▼▼▼

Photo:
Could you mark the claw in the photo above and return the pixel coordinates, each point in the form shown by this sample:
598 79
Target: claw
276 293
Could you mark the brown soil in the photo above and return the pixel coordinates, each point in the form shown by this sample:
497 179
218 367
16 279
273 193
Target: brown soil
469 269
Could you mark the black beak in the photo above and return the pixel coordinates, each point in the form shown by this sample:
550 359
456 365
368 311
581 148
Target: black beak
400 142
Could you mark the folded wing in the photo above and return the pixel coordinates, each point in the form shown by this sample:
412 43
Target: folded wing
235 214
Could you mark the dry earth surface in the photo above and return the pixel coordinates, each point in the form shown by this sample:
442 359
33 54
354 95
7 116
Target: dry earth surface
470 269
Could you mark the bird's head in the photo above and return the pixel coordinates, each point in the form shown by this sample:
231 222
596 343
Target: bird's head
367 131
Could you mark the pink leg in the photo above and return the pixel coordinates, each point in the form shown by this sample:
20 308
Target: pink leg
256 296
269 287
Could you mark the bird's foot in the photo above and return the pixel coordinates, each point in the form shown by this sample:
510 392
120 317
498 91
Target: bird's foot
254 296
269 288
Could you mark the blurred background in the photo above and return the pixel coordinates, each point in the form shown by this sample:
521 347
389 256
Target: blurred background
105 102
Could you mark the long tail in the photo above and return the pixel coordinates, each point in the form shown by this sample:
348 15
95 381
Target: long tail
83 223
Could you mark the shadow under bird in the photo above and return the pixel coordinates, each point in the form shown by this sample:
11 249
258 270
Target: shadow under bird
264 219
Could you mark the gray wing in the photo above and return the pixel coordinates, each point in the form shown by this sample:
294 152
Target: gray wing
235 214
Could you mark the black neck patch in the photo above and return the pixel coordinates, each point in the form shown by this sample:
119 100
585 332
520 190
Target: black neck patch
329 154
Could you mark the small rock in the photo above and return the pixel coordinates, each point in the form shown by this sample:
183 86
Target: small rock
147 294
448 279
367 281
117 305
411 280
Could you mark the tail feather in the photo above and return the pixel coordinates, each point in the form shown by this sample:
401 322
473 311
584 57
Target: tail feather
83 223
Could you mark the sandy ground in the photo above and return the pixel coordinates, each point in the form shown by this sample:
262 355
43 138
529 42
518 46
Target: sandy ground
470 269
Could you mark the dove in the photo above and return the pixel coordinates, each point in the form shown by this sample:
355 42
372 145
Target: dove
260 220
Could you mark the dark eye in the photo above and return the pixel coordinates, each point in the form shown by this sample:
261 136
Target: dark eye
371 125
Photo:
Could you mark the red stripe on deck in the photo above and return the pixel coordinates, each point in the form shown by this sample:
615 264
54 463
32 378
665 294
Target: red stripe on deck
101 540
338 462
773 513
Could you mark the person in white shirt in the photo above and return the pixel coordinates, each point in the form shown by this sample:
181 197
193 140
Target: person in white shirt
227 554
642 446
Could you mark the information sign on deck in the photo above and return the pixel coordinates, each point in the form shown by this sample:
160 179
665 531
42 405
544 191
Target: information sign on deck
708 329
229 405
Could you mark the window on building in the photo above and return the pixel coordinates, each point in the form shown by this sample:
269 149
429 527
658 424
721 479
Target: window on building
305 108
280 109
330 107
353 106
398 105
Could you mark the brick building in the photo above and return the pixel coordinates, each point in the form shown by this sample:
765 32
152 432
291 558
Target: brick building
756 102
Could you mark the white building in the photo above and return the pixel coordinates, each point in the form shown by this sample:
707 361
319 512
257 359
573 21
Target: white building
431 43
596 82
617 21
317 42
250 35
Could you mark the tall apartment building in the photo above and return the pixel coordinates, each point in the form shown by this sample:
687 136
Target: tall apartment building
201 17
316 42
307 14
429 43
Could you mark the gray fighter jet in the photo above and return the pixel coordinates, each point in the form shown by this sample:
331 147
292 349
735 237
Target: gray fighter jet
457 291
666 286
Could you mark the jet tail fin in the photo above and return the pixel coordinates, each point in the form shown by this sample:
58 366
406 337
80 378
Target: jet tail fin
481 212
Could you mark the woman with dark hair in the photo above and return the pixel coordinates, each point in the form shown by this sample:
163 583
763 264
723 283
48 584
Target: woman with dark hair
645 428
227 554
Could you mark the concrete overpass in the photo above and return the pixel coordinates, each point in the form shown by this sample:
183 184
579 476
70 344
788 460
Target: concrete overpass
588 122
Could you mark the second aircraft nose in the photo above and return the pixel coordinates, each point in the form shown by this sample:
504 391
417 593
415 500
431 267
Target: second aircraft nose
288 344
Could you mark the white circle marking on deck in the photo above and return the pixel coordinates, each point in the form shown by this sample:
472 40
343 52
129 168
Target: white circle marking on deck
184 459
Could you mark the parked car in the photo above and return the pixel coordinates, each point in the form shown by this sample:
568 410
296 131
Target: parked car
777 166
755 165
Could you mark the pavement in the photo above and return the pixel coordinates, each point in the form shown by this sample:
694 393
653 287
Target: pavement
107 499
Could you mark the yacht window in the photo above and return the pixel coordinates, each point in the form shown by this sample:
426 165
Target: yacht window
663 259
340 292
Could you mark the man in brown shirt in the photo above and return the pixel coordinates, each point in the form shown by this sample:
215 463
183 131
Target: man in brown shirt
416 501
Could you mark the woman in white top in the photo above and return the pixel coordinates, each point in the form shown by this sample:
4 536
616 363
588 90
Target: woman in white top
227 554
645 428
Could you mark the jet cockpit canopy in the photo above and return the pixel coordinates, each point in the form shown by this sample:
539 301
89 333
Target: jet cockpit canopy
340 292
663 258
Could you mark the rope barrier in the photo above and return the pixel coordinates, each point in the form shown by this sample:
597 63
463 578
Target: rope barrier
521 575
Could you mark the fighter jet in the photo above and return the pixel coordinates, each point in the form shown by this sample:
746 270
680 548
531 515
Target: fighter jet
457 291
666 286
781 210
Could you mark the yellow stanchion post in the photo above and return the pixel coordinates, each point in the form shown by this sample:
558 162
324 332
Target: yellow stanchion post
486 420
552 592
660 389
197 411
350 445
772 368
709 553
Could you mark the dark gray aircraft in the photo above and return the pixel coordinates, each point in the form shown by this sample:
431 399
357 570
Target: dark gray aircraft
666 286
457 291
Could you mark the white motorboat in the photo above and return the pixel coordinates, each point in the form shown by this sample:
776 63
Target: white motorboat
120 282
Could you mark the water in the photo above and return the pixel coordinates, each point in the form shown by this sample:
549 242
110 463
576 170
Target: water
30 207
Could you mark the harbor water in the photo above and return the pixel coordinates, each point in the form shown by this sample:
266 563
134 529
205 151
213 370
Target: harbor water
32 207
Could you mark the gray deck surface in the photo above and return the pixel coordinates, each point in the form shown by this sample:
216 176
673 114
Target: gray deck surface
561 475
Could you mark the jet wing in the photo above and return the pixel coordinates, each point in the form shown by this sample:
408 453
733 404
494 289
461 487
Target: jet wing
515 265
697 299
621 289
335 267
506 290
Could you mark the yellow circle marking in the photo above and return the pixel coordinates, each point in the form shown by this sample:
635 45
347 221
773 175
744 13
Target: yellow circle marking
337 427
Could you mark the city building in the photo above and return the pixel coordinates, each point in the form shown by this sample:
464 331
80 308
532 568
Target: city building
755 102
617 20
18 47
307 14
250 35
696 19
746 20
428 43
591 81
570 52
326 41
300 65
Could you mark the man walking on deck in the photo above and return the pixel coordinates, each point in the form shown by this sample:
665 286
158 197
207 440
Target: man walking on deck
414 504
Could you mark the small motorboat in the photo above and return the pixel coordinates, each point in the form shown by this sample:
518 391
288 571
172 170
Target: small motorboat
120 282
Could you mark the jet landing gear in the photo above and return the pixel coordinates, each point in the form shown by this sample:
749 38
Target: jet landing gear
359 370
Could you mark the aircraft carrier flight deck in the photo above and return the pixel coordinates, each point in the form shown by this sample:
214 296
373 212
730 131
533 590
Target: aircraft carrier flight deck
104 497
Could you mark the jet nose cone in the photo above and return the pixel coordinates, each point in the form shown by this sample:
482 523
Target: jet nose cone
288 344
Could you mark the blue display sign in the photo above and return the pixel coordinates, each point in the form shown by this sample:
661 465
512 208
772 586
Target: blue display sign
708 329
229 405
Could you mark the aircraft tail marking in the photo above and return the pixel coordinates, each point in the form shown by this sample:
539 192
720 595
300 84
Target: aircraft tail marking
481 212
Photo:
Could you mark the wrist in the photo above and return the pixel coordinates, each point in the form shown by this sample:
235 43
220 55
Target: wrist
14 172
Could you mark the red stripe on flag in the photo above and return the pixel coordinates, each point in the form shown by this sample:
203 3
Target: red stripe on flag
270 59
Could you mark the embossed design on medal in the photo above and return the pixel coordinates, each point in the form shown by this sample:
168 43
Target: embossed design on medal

▲▲▲

- **Goal of the exercise**
Should a line in the material contain "design", copy it.

- **Task response**
Could you mark the embossed design on medal in the photo above and return the pixel coordinates, each point in the form shown by this sample:
Target: embossed design on medal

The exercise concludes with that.